Dès son installation sur l’exploitation familiale dans la Vienne, en 2004, Dominique Gaborieau instaure un premier partenariat avec un éleveur voisin, en permettant à ses moutons de pâturer les repousses de colza sur sa ferme. « J’ai constaté un vrai intérêt agronomique, en termes de nettoyage des parcelles et de réduction de la pression des limaces », se rappelle l’agriculteur.

Il décide ensuite d’implanter des couverts, ne voulant pas laisser de terrains nus durant les intercultures longues. « C’était une association toute faite d’avoine brésilienne, trèfle d’Alexandrie et vesce commune, assez basique, et qui a très bien fonctionné la première année, explique-t-il. Le pâturage a été une bonne façon de les valoriser. » Puis l’éleveur avec qui il travaille remplace son atelier ovin par du bovin, et le pâturage devient plus difficile à mettre en place. « Il m’a recommandé un autre éleveur à proximité qui n’avait pas assez de surfaces pour faire pâturer ses moutons. Je l’ai rencontré, et depuis, on ne s’est jamais quitté, raconte-t-il. J’ai tous les bénéfices de l’élevage, sans les contraintes. »

Échanges gagnants

Depuis 2012, l’agriculteur gère également l’exploitation de son beau-père décédé. À la tête de 400 ha, Dominique Gaborieau implante chaque année 150 ha de couverts, qu’il sème en direct, le plus tôt possible après la récolte, et en fait pâturer entre 50 et 60 ha. C’est un échange gagnant-gagnant entre les deux parties : l’éleveur paye les semences des couverts, le céréalier s’évertue à lui fournir du fourrage. Ensemble, ils travaillent la composition des couverts, qui se complexifie peu à peu. Ces derniers se composent désormais d’une dizaine d’espèces, dont une majorité de légumineuses. « Il m’a fait introduire 1 kg/ha de rave, bénéfique pour les animaux, explique l’agriculteur. En quinze ans, j’ai eu deux réels échecs où le climat n’a pas permis le pâturage », ajoute-t-il.

___

** CONSIGNE A **
Relevez toutes les espèces végétales nommées dans le texte sur le pâturage des couverts.

** EXTRAIT DES DONNÉES **
___

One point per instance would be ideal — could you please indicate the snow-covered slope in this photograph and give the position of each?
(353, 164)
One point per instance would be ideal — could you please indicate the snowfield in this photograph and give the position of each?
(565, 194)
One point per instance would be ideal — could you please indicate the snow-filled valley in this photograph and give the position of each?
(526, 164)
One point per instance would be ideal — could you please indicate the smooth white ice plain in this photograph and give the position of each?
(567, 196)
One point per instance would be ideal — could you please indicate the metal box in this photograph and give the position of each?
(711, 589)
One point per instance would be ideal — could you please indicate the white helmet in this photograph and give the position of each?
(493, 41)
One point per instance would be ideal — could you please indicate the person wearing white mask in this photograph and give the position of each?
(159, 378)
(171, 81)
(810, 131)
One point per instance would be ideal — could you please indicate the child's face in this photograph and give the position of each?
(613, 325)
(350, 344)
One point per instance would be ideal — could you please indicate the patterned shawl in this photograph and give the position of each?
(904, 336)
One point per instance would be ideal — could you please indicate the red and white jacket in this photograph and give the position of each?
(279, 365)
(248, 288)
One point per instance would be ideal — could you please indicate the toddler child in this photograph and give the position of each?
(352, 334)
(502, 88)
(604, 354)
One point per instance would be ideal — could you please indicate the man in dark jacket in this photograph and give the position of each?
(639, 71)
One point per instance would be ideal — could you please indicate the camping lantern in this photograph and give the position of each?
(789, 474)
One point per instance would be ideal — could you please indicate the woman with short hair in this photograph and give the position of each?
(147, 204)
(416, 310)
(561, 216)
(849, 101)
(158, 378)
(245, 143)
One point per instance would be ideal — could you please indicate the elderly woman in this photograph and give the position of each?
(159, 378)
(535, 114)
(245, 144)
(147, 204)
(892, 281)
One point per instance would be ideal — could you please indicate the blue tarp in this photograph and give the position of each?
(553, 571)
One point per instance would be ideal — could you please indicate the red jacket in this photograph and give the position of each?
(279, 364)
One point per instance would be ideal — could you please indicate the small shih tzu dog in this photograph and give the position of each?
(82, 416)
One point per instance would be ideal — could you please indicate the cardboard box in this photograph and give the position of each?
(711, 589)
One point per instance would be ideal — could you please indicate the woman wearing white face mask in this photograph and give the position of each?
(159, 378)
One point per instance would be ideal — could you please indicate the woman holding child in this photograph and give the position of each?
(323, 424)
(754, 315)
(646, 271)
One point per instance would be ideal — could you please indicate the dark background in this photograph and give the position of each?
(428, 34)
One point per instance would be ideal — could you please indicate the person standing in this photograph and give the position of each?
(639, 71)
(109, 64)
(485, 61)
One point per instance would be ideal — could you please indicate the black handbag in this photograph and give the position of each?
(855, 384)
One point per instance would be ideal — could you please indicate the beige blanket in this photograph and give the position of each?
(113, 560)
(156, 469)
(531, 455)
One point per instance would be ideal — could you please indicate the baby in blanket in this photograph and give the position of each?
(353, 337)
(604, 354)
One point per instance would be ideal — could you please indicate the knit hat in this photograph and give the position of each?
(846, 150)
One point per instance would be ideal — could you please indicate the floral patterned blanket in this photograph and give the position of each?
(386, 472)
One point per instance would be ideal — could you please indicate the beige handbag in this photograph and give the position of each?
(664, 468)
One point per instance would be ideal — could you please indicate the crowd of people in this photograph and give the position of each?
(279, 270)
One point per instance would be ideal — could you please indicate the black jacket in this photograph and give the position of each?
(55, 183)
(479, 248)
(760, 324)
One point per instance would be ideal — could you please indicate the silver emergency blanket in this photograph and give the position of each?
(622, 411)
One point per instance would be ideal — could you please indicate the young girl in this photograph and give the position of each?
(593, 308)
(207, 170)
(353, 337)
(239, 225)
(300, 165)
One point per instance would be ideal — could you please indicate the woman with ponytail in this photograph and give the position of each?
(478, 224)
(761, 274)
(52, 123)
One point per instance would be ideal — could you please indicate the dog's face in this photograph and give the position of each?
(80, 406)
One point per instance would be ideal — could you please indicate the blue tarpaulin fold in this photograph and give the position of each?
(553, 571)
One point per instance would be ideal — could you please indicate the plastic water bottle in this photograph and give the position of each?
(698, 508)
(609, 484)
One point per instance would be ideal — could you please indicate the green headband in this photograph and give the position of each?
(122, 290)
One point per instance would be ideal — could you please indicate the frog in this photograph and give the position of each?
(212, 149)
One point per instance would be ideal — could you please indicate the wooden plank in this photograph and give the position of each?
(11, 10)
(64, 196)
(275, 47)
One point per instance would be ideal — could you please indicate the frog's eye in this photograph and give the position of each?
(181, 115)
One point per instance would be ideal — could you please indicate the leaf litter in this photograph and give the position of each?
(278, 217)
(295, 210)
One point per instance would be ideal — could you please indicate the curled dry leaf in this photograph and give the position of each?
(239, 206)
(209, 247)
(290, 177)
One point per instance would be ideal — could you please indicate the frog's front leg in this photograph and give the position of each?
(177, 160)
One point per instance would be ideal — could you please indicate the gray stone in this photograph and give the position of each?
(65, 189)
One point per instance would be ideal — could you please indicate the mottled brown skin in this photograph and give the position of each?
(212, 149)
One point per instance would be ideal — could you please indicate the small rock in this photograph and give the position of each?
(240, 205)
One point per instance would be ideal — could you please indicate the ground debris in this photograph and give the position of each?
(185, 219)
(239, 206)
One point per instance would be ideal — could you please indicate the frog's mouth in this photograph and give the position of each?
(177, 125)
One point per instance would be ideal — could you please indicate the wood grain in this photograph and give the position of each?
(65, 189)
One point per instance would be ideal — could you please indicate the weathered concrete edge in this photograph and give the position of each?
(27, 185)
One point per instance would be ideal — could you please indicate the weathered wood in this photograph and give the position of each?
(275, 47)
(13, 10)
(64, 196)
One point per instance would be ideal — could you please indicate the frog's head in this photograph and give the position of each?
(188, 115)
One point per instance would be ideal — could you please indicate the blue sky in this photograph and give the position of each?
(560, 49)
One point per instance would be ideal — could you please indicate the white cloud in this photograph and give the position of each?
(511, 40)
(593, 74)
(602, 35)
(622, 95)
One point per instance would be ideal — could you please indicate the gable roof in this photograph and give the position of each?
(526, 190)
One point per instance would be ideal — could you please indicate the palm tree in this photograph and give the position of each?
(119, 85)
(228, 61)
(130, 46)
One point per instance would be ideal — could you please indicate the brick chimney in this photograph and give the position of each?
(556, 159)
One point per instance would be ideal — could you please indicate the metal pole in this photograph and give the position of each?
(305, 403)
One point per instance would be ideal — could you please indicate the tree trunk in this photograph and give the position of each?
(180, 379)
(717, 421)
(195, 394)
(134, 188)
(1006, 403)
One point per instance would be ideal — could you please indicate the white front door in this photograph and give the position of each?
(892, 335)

___

** CONSIGNE B **
Présentez en tableau Markdown les lignes des enregistrements, en partant de celle qui contient « the white cloud » et en allant jusqu’à la dernière ligne des enregistrements, ces deux lignes comprises. Utilisez deux colonnes, « N° » pour le numéro de rang et « Ligne » pour son texte, et omettez les lignes vides.

** SORTIE COMPLÈTE A **
- colza
- avoine brésilienne
- trèfle d’Alexandrie
- vesce commune
- rave

** SORTIE COMPLÈTE B **
| N° | Ligne |
|---|---|
| 1 | One point per instance would be ideal — could you please indicate the white cloud in this photograph and give the position of each? |
| 2 | (511, 40) |
| 3 | (593, 74) |
| 4 | (602, 35) |
| 5 | (622, 95) |
| 6 | One point per instance would be ideal — could you please indicate the gable roof in this photograph and give the position of each? |
| 7 | (526, 190) |
| 8 | One point per instance would be ideal — could you please indicate the palm tree in this photograph and give the position of each? |
| 9 | (119, 85) |
| 10 | (228, 61) |
| 11 | (130, 46) |
| 12 | One point per instance would be ideal — could you please indicate the brick chimney in this photograph and give the position of each? |
| 13 | (556, 159) |
| 14 | One point per instance would be ideal — could you please indicate the metal pole in this photograph and give the position of each? |
| 15 | (305, 403) |
| 16 | One point per instance would be ideal — could you please indicate the tree trunk in this photograph and give the position of each? |
| 17 | (180, 379) |
| 18 | (717, 421) |
| 19 | (195, 394) |
| 20 | (134, 188) |
| 21 | (1006, 403) |
| 22 | One point per instance would be ideal — could you please indicate the white front door in this photograph and give the position of each? |
| 23 | (892, 335) |